== Data records ==
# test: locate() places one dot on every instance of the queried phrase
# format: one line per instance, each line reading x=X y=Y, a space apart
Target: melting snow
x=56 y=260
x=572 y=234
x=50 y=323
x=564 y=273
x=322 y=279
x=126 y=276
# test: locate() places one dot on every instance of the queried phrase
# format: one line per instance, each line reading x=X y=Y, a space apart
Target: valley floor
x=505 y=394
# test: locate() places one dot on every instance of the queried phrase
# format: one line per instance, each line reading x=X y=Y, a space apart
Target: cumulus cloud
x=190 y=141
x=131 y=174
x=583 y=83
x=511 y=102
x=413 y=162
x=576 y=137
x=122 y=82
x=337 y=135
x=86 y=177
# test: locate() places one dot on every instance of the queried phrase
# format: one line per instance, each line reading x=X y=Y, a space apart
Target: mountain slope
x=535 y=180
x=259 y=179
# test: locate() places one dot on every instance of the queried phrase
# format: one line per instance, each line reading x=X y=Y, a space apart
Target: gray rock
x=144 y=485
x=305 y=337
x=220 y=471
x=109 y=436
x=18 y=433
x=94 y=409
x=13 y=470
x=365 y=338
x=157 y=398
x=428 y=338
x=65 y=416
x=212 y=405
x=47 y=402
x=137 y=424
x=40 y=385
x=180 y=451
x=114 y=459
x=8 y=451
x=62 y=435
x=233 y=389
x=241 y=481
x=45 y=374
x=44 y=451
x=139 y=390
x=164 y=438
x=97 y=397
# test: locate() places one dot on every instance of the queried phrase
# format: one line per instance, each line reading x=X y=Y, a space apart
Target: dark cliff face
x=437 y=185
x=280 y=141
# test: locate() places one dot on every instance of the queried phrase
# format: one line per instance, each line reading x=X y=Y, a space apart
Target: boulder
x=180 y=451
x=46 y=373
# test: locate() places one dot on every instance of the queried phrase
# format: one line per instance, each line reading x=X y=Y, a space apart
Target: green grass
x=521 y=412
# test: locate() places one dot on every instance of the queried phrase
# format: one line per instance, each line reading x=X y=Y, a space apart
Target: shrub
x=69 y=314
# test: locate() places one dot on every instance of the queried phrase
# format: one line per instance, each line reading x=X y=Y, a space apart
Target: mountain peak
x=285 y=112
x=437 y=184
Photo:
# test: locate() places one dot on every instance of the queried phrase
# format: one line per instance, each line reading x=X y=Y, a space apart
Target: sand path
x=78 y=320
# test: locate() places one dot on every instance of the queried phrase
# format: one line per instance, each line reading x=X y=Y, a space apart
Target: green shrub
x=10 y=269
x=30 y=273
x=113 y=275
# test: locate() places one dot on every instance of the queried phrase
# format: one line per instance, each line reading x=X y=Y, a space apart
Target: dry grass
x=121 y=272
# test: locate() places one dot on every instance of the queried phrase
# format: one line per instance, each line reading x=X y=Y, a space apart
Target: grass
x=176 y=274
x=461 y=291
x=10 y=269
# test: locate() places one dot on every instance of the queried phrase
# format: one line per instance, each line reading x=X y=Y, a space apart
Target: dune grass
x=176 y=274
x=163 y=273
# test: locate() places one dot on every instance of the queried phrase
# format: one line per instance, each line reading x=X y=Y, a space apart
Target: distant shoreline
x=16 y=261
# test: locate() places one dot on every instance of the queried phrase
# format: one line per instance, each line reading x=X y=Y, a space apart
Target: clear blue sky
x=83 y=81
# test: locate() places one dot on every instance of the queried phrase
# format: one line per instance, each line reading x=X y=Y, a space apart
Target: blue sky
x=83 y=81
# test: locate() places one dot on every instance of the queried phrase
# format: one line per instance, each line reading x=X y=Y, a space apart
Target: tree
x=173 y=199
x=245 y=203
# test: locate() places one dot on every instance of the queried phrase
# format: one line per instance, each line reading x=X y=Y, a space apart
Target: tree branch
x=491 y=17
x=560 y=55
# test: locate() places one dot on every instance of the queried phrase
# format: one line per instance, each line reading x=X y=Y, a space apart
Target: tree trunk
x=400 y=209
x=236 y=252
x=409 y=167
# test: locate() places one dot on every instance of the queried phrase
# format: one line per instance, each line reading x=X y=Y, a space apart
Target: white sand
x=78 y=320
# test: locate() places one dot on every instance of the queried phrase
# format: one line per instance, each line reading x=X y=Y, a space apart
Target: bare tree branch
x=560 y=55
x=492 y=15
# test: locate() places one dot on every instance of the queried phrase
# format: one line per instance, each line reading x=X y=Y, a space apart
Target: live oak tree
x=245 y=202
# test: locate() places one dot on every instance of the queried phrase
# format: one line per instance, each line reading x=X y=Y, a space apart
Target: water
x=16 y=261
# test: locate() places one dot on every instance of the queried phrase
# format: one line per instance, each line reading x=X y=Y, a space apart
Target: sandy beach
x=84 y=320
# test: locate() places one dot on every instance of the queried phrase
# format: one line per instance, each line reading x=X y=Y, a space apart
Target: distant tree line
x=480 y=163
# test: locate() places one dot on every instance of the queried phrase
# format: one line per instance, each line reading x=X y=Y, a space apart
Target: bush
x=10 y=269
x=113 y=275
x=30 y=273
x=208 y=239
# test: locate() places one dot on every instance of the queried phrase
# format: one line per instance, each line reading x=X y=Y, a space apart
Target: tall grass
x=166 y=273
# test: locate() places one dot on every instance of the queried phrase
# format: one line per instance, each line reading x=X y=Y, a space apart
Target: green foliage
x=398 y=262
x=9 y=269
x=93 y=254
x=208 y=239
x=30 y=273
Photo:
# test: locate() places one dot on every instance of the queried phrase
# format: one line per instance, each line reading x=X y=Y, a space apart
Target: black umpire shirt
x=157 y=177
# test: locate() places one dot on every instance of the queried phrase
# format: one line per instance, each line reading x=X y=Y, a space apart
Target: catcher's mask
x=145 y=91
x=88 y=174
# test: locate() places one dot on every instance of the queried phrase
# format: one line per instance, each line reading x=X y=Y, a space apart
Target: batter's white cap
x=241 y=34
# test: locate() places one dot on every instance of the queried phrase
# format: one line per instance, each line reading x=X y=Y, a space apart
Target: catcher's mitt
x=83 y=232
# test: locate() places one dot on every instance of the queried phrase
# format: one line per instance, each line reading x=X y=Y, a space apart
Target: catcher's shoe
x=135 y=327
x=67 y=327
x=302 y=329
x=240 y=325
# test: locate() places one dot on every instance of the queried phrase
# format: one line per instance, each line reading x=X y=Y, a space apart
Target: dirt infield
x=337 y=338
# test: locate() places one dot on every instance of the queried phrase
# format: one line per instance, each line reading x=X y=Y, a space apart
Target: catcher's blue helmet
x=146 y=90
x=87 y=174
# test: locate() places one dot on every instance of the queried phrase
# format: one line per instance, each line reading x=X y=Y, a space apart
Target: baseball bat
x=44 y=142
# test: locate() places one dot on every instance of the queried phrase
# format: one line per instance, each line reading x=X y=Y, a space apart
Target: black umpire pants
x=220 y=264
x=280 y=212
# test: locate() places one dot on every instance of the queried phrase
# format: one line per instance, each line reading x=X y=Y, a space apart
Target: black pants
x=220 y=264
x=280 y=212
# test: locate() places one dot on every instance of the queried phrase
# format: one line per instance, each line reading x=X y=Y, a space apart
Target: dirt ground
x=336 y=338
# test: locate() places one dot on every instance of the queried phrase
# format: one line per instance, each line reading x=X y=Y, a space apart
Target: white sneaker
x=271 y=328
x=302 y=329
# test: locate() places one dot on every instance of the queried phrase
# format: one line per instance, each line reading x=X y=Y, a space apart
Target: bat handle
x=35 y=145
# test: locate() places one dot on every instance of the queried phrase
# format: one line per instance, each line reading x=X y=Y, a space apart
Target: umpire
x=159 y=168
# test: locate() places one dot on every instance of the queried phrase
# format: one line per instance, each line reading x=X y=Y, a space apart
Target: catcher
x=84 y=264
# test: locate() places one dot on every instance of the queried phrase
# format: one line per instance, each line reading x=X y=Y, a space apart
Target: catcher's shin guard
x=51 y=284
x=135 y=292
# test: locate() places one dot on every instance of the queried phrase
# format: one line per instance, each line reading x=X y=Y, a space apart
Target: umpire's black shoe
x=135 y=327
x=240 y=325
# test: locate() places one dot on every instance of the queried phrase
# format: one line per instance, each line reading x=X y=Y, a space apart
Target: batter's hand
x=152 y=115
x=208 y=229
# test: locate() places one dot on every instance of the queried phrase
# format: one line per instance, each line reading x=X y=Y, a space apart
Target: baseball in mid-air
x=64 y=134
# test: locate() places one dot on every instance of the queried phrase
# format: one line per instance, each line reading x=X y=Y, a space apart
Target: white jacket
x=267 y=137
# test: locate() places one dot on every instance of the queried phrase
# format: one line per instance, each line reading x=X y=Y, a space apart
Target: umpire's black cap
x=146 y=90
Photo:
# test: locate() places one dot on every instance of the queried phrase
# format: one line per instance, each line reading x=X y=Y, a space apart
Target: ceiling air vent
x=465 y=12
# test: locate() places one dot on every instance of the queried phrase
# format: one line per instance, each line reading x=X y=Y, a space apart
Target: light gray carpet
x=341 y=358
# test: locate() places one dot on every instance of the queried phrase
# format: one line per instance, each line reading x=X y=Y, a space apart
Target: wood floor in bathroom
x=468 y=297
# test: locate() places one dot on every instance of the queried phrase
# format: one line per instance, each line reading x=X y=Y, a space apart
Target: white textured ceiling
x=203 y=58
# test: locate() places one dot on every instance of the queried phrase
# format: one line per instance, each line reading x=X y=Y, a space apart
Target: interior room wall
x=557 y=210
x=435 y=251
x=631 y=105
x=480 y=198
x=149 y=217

== REQUIRED ACTION ==
Copy exactly. Start at the line containing "Target: light gray carpet" and continue through the last line of the records.

== THE ANSWER ==
Target: light gray carpet
x=341 y=358
# test: locate() places one dot on every instance of the queried phrase
# format: one line per instance, each line reading x=X y=Y, a space apart
Target: wood floor in bathroom
x=468 y=297
# test: locate() places one dot on every instance of the queried phrase
# format: one line per instance, each line reading x=X y=Y, a space apart
Target: white textured ceiling
x=203 y=58
# test: locate() places one dot on every instance of the queried phrase
# format: one line per instance, each line reading x=X y=Y, a space apart
Target: interior room wall
x=557 y=210
x=435 y=251
x=631 y=105
x=480 y=198
x=149 y=217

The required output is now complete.